>> Start

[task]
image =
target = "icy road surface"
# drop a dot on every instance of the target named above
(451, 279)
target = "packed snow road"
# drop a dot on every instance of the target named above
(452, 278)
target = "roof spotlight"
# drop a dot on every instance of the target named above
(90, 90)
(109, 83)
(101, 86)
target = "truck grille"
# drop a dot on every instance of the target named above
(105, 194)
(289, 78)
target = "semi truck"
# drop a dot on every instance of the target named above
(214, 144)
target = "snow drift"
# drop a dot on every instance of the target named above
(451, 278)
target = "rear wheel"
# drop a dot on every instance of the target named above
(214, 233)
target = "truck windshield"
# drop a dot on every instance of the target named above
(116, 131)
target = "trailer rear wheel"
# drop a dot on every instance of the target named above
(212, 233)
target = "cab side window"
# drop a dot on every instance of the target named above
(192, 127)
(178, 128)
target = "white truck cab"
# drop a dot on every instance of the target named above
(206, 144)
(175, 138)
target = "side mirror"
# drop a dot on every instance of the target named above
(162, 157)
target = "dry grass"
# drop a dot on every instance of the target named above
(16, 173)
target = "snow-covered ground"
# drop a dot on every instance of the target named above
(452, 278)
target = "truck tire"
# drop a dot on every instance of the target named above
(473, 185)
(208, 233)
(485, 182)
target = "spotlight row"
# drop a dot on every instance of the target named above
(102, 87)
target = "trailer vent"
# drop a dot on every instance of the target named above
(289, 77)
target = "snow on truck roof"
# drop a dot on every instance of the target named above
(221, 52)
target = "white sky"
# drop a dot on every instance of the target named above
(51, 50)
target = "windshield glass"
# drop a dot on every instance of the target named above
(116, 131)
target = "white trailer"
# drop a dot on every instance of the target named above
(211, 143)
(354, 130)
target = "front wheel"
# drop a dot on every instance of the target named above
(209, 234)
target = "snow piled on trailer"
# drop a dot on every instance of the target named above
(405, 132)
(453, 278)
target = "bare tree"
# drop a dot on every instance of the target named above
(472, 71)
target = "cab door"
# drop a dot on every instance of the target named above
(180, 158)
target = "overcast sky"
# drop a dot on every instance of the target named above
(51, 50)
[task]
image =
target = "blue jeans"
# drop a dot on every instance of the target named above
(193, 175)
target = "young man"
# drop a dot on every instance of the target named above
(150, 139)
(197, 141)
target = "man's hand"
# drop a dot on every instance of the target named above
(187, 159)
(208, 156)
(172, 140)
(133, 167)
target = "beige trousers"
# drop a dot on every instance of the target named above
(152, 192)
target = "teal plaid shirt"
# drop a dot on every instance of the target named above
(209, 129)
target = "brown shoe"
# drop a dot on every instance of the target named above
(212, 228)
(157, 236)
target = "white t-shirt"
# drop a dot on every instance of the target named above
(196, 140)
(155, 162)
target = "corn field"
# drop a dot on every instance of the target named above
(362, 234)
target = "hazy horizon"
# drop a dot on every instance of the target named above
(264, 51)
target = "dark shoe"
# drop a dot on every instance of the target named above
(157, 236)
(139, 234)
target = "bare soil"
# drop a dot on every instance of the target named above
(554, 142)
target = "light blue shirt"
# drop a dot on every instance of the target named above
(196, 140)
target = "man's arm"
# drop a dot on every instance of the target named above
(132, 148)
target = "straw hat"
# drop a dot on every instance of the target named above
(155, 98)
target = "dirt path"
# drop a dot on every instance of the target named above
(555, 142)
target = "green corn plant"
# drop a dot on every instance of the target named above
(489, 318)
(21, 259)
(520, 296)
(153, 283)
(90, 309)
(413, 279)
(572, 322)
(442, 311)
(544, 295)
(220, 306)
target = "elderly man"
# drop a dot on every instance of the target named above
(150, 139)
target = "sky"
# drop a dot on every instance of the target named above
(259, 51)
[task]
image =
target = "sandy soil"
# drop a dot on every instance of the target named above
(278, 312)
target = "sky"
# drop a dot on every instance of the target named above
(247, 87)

>> End

WRITTEN INSTRUCTION. Restate all of the entries exactly, please.

ANSWER IN FULL.
[task]
image =
target = "icy road surface"
# drop a dot on every instance of the target named above
(451, 279)
target = "packed snow road"
# drop a dot on every instance of the target named above
(452, 278)
target = "roof spotlight"
# drop a dot on every instance of the target named above
(90, 90)
(109, 83)
(101, 86)
target = "truck grille"
# drop a dot on every instance of the target named above
(105, 194)
(289, 78)
target = "semi truck"
# drop a dot on every instance of the target named above
(214, 144)
target = "snow drift"
# drop a dot on every instance of the target named above
(451, 278)
target = "rear wheel"
# drop a dot on every instance of the target named above
(214, 233)
target = "truck windshield"
# drop a dot on every instance of the target named above
(116, 131)
target = "trailer rear wheel"
# drop a dot on every instance of the target named above
(212, 233)
target = "cab side window"
# drop a dot on every instance of the target named above
(192, 127)
(178, 128)
target = "white truck cab"
# drop a dot on every instance of the target named above
(206, 144)
(175, 138)
target = "side mirror"
# drop a dot on every instance of the target named above
(162, 157)
target = "dry grass"
# drop a dot on every instance of the target named above
(16, 173)
target = "snow-covered ground"
# drop a dot on every instance of the target named above
(452, 278)
target = "truck tire"
# drop a dot on every instance of the target named above
(473, 185)
(208, 233)
(485, 182)
target = "spotlight row"
# drop a dot on every instance of the target named above
(102, 87)
target = "trailer vent"
# drop a dot on every instance of the target named above
(289, 77)
target = "snow on truck roof"
# drop a dot on every instance of the target named above
(221, 52)
target = "white sky"
# drop a dot on every instance of the target named above
(51, 50)
target = "windshield glass"
# drop a dot on every instance of the target named above
(116, 131)
target = "white trailer"
# drop a dot on every instance of the target named above
(211, 143)
(354, 130)
target = "front wheel"
# drop a dot on every instance of the target named above
(209, 234)
target = "snow piled on trailer"
# drop a dot on every instance of the target named above
(405, 132)
(453, 278)
target = "bare tree"
# drop a dot on every instance of the target named above
(472, 71)
target = "cab door"
# drop a dot on every instance of the target named above
(180, 158)
target = "overcast sky"
# drop a dot on every instance of the target named above
(51, 50)
[task]
image =
target = "blue jeans"
# drop a dot on every instance of the target named above
(193, 175)
target = "young man"
# drop a dot on every instance of the target named above
(150, 139)
(197, 141)
target = "man's hand"
# drop a dot on every instance of the target named above
(187, 159)
(208, 156)
(172, 140)
(133, 167)
target = "beige trousers"
# drop a dot on every instance of the target named above
(152, 192)
target = "teal plaid shirt"
# drop a dot on every instance of the target named above
(209, 129)
target = "brown shoe"
# drop a dot on every instance of the target named above
(212, 228)
(157, 236)
target = "white t-shirt"
# drop a dot on every instance of the target named above
(196, 140)
(155, 162)
target = "corn field"
# drop a dot on every instance of the target named above
(362, 234)
target = "hazy horizon"
# drop a dot on every instance of the target named above
(264, 51)
target = "dark shoe"
# drop a dot on every instance of the target named above
(157, 236)
(139, 234)
target = "bare soil"
# drop a dot on every instance of the target named above
(554, 142)
target = "light blue shirt"
# drop a dot on every instance of the target named above
(196, 140)
target = "man's arm"
# drop a dot on every instance of the target named above
(132, 148)
target = "straw hat"
# drop a dot on every instance of the target named above
(155, 98)
target = "dirt path"
# drop a dot on every instance of the target named above
(555, 142)
target = "green corn plant"
# drop a dot on every instance of the target named above
(489, 318)
(21, 259)
(520, 296)
(153, 283)
(90, 309)
(413, 279)
(572, 322)
(442, 311)
(544, 295)
(220, 306)
target = "elderly man"
# drop a dot on every instance of the target named above
(150, 139)
target = "sky"
# drop a dot on every instance of the target named above
(259, 51)
[task]
image =
target = "sandy soil"
# drop a dot on every instance of the target named above
(278, 312)
target = "sky"
# drop a dot on every instance of the target named above
(247, 87)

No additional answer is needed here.